ENTRIES SUPPLIED =>
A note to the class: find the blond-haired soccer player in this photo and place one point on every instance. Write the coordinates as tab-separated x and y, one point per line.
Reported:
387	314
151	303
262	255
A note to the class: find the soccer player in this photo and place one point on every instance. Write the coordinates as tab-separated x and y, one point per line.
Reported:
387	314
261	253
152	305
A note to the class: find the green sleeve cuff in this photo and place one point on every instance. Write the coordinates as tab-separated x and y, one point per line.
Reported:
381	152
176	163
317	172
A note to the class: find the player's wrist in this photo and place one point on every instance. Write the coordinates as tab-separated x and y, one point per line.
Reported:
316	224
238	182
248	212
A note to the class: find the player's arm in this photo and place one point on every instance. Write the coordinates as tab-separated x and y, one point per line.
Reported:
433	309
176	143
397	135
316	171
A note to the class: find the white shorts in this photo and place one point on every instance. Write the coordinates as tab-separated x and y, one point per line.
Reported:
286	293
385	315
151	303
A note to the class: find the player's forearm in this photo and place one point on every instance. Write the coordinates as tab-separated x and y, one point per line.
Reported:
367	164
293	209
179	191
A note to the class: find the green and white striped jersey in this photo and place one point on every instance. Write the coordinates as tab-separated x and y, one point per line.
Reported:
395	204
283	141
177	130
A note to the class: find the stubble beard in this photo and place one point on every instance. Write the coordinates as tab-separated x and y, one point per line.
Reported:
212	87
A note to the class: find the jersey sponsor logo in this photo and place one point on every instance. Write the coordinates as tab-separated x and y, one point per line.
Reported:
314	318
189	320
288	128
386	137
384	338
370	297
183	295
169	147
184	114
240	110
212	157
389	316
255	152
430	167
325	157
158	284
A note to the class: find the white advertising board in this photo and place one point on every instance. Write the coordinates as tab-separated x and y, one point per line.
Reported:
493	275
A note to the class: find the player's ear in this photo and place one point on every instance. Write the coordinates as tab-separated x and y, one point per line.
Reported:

SHORT EXERCISE => Reproduce all the records above, changing every instance of "Reported" to "Marked" and leaving all other text unchanged.

WRITTEN RESPONSE =>
A note to the class: find the blond-haired soccer player in this photo and place one point on every instance. Write the coordinates as tab-separated x and y, one point per line.
Marked:
387	314
151	303
262	255
A note to the class: find the soccer player in this photo and place one point on every instance. Write the coordinates as tab-separated x and y, one point per line.
Marked:
387	314
261	253
152	305
A note to the class: find the green sleeve cuff in this photo and place one point on every instance. Write the coordinates as tab-separated x and y, one point per line.
Marked:
381	152
176	163
317	172
A note to the class: find the player's wrist in this photo and place one point on every instance. Write the coordinates as tab-separated x and y, one point per line.
Marked:
316	224
238	182
248	212
A note to the class: find the player's arm in this photo and place one point on every instance. Write the coordinates as tab-separated x and y, one point per line.
Marked:
433	309
176	143
397	135
316	171
A note to the class: find the white shorts in this photo and place one point on every instance. Write the coordinates as tab-separated x and y, one point per line.
Marked:
286	293
385	315
151	303
A note to the class: find the player's forearm in this photo and place one point on every instance. Write the coordinates as tab-separated x and y, one point per line.
Marked:
367	164
293	209
179	191
A note to the class: find the green and white striped jersey in this photo and place one point on every instance. Write the coordinates as tab-separated x and y, one point per line.
Marked:
395	204
283	141
177	130
A note to the class: find the stubble beard in this photo and place one point on every instance. Write the coordinates as tab-separated x and y, one point per line.
Marked:
212	87
A note to the class: find the jersey sponsor logo in this photo and place one point on every instance. Write the coordinates as tab-separated x and y, one point per line.
Marked:
314	318
189	320
288	128
386	137
384	338
370	297
183	295
169	147
184	114
240	110
212	157
389	316
255	152
430	167
325	157
158	284
A note to the class: find the white advertising board in this photo and place one point on every instance. Write the coordinates as tab-separated x and y, one point per line.
Marked:
493	275
A note to the class: find the player's ear in this photo and place one point on every instance. Write the coordinates as tab-separated x and y, one point per line.
Marked:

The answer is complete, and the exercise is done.